SUPPLIED PASSAGE:
────────

Stagflation is where economic growth slows, unemployment is high and prices rise.

Stagflation’s appearance in the 1970s was like an outbreak of three-headed children. It wasn’t supposed to happen. Prevailing wisdom—an oxymoron among economists—held that high employment and rising prices were economic handmaidens; and that, conversely, slowing economies and inflation were mutually exclusive.

In the 1970s, for the first time in capitalism’s history stagflation appeared, i.e. prices rose and economic growth stagnated; and, while economists would search for reasons to explain the apparently inexplicable, it was only because they avoided the obvious that they did not find the answer.

In August 1971, President Nixon upon the advice of Milton Friedman—the same Milton Friedman who erroneously taught Ben Bernanke economic contractions can be reversed by monetary expansion—ended the convertibility of the US dollar to gold.


 Removing gold from paper money led not only to an era of economic instability; but it would eventually bring about the collapse of capitalism itself. Capitalism needed gold-convertible money to instill confidence in its debt-based paper banknotes; and without gold, capitalism’s confidence game would collapse, a collapse Buckminster Fuller had predicted.

Capitalism’s demise could well result from today’s hyper-variant form of stagflation—stagflation in extremis. Instead of a slowing economy and rising prices as in the 1970s, today we are facing a contracting economy along with unceasing money printing by central banks.

────────

SUPPLIED INFORMATION:
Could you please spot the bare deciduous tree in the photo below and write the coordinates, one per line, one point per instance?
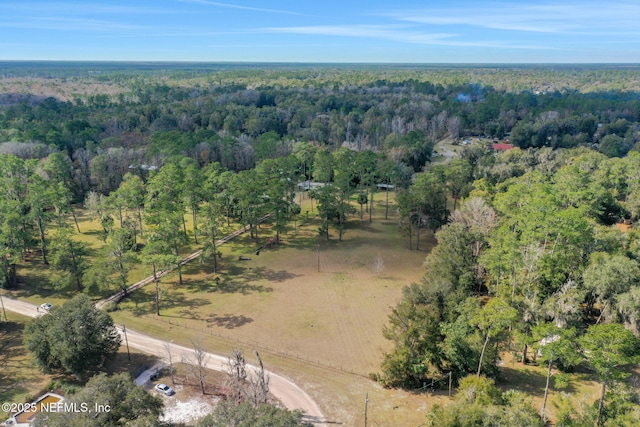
(237, 370)
(258, 387)
(198, 363)
(378, 264)
(167, 347)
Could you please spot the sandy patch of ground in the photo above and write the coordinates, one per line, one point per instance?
(185, 408)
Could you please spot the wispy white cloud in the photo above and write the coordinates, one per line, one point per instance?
(396, 33)
(70, 24)
(572, 17)
(388, 32)
(236, 6)
(84, 9)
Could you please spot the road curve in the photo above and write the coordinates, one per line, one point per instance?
(292, 396)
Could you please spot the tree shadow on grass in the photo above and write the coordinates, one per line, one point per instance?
(144, 303)
(528, 381)
(228, 321)
(240, 279)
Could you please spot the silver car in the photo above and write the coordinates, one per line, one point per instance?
(165, 389)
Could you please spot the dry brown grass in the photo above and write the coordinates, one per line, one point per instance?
(20, 379)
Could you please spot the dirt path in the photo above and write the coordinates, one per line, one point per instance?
(292, 396)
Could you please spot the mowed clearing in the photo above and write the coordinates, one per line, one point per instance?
(321, 329)
(280, 300)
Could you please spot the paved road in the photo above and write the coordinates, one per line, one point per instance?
(292, 396)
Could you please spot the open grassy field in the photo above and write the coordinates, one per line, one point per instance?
(20, 379)
(314, 308)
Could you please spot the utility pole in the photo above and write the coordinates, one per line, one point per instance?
(124, 330)
(366, 407)
(4, 313)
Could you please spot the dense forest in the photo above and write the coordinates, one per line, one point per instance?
(529, 259)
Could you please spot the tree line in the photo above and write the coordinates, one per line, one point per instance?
(532, 263)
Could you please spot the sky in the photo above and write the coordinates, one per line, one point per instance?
(347, 31)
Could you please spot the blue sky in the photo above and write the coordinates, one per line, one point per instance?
(433, 31)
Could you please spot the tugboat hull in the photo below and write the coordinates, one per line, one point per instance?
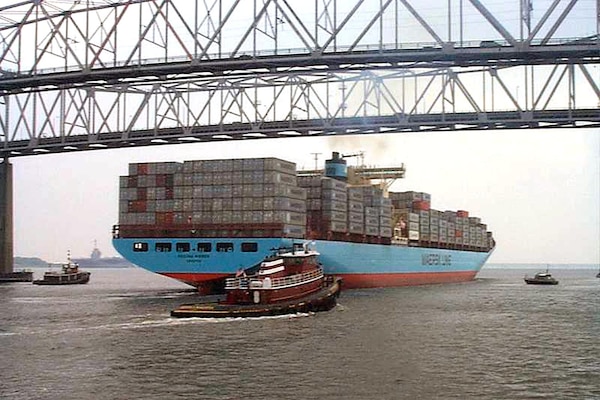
(323, 300)
(63, 279)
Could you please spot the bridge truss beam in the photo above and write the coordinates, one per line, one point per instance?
(257, 105)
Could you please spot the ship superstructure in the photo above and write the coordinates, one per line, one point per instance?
(201, 221)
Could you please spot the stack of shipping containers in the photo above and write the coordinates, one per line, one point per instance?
(253, 195)
(419, 224)
(247, 193)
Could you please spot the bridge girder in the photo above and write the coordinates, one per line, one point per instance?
(199, 70)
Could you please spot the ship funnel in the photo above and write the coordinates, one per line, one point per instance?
(336, 167)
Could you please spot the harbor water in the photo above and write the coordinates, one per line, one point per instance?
(494, 338)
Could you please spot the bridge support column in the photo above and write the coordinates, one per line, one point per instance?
(6, 217)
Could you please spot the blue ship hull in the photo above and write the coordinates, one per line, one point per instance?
(204, 262)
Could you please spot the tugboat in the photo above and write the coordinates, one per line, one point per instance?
(541, 278)
(290, 281)
(68, 275)
(16, 276)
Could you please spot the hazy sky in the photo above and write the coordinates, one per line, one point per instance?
(537, 190)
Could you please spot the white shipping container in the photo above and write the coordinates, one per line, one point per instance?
(385, 232)
(330, 183)
(354, 217)
(371, 230)
(357, 228)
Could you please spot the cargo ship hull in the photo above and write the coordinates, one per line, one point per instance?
(361, 265)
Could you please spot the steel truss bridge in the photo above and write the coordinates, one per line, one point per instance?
(88, 74)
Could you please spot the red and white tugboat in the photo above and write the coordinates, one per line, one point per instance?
(288, 282)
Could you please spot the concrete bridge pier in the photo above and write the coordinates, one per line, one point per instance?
(6, 217)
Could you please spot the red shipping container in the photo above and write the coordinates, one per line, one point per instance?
(143, 169)
(131, 181)
(165, 218)
(421, 205)
(137, 206)
(161, 180)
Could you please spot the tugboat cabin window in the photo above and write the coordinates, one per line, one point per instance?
(140, 246)
(249, 247)
(224, 247)
(204, 247)
(162, 247)
(182, 247)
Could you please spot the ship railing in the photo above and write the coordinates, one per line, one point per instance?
(274, 283)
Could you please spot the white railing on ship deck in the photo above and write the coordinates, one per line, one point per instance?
(276, 283)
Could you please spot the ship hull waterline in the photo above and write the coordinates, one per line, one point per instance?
(360, 265)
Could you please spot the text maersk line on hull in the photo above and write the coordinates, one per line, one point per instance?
(201, 221)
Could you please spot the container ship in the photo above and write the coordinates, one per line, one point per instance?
(202, 221)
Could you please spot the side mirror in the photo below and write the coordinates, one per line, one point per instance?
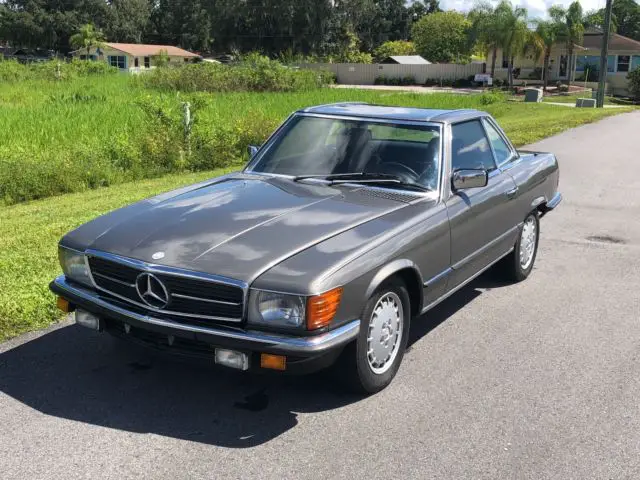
(252, 151)
(468, 178)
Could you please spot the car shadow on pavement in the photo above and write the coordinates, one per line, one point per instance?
(80, 375)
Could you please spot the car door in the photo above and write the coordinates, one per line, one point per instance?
(480, 219)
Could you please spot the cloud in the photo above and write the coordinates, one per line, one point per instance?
(536, 8)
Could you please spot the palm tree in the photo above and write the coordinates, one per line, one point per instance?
(571, 31)
(547, 31)
(533, 45)
(512, 25)
(87, 37)
(485, 30)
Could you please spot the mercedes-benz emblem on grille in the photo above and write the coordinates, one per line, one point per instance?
(152, 291)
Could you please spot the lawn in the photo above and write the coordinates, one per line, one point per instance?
(90, 132)
(39, 134)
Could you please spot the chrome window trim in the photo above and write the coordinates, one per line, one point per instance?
(479, 120)
(514, 153)
(269, 143)
(175, 272)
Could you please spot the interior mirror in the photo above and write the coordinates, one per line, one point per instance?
(253, 150)
(469, 178)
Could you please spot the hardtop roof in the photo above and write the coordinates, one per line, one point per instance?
(365, 110)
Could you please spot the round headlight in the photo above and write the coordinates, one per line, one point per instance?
(277, 309)
(74, 265)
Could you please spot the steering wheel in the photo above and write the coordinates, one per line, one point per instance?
(406, 174)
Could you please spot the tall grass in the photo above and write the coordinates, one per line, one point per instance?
(86, 131)
(255, 73)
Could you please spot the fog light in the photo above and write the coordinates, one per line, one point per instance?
(88, 320)
(274, 362)
(64, 305)
(233, 359)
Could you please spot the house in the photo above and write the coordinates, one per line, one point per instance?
(406, 60)
(134, 57)
(623, 56)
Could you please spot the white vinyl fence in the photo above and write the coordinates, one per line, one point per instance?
(363, 74)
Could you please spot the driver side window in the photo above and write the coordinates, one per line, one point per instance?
(470, 147)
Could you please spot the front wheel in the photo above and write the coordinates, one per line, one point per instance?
(518, 265)
(370, 363)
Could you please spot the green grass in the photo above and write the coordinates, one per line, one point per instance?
(40, 125)
(97, 131)
(29, 234)
(571, 98)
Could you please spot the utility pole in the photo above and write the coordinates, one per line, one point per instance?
(603, 55)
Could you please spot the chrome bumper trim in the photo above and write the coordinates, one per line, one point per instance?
(303, 345)
(554, 202)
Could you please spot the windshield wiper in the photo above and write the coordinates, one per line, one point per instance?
(365, 178)
(347, 176)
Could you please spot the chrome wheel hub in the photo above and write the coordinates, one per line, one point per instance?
(528, 242)
(385, 332)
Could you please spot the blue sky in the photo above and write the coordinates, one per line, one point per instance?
(536, 8)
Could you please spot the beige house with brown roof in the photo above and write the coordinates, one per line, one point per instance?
(623, 57)
(135, 57)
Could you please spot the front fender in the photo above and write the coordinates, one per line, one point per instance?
(390, 269)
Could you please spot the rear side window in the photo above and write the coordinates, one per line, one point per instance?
(470, 147)
(500, 147)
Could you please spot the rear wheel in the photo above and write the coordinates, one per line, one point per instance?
(370, 363)
(518, 265)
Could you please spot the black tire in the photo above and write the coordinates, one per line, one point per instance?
(512, 267)
(354, 367)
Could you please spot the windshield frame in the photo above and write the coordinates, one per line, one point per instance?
(266, 147)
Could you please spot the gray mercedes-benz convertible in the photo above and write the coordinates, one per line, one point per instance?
(349, 222)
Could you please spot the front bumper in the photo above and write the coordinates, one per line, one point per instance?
(303, 349)
(553, 203)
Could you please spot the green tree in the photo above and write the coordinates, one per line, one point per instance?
(442, 37)
(595, 18)
(514, 32)
(128, 20)
(571, 31)
(396, 47)
(87, 37)
(548, 32)
(627, 15)
(633, 78)
(485, 31)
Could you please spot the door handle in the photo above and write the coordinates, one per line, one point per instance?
(511, 193)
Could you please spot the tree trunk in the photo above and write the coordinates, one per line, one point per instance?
(570, 64)
(510, 71)
(545, 70)
(493, 61)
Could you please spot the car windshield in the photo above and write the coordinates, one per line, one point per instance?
(310, 146)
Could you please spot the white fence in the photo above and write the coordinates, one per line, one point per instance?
(363, 74)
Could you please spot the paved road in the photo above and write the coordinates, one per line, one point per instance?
(536, 380)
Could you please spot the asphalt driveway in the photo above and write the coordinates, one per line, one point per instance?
(536, 380)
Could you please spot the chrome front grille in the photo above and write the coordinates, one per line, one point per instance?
(189, 294)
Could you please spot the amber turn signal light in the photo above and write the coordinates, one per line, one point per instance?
(274, 362)
(322, 308)
(64, 305)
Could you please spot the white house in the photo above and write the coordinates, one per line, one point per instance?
(135, 57)
(623, 56)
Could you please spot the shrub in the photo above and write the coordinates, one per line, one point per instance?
(536, 74)
(254, 73)
(355, 57)
(397, 47)
(55, 70)
(633, 78)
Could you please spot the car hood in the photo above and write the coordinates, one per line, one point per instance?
(239, 226)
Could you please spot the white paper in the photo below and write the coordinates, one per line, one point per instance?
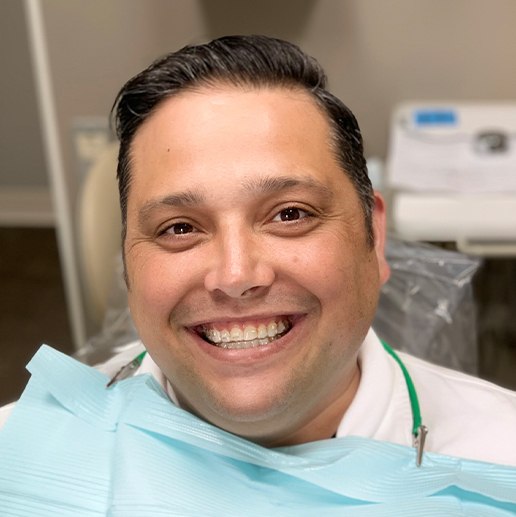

────────

TASK TO COMPLETE: Reproduce the stagflation passage above in full, word for word. The material has no connection to the passage on stagflation.

THE RESULT:
Stagflation is where economic growth slows, unemployment is high and prices rise.

Stagflation’s appearance in the 1970s was like an outbreak of three-headed children. It wasn’t supposed to happen. Prevailing wisdom—an oxymoron among economists—held that high employment and rising prices were economic handmaidens; and that, conversely, slowing economies and inflation were mutually exclusive.

In the 1970s, for the first time in capitalism’s history stagflation appeared, i.e. prices rose and economic growth stagnated; and, while economists would search for reasons to explain the apparently inexplicable, it was only because they avoided the obvious that they did not find the answer.

In August 1971, President Nixon upon the advice of Milton Friedman—the same Milton Friedman who erroneously taught Ben Bernanke economic contractions can be reversed by monetary expansion—ended the convertibility of the US dollar to gold.


 Removing gold from paper money led not only to an era of economic instability; but it would eventually bring about the collapse of capitalism itself. Capitalism needed gold-convertible money to instill confidence in its debt-based paper banknotes; and without gold, capitalism’s confidence game would collapse, a collapse Buckminster Fuller had predicted.

Capitalism’s demise could well result from today’s hyper-variant form of stagflation—stagflation in extremis. Instead of a slowing economy and rising prices as in the 1970s, today we are facing a contracting economy along with unceasing money printing by central banks.